● Task:
Copy all of the items below, requests included, and add 24 to every coordinate in the point answers. Keep the numbers in the requests as they are, and leave the pictures out of your copy.

● Material for this exercise:
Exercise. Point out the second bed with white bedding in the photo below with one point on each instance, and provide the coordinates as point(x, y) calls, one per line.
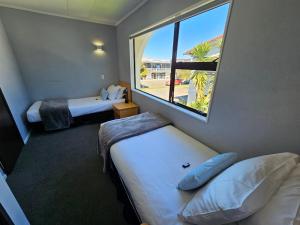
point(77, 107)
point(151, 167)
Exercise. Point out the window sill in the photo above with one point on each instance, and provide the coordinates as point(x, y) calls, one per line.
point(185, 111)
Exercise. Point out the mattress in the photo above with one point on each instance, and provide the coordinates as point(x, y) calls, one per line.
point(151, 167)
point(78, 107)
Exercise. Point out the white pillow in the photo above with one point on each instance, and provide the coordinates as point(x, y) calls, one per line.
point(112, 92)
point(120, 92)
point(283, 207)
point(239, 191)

● Expected output:
Exercise. Point out the second bed with white bedding in the photo below with one point on each instance, and provide the coordinates as point(x, y) calls, one per line.
point(101, 131)
point(175, 191)
Exercise. Point out the window sill in the photo above with one point on each instance, and provide the coordinates as point(x, y) calls, one per line.
point(209, 135)
Exercise. Point out the mattress in the photo above with one point on each instance, and provide the coordinates as point(x, y) calls, one per line.
point(175, 191)
point(102, 131)
Exercise. Point out the white pillow in the photo above with one point on each instance, and provide the coordinates as point(x, y) calls, one per line.
point(136, 116)
point(144, 116)
point(307, 231)
point(263, 215)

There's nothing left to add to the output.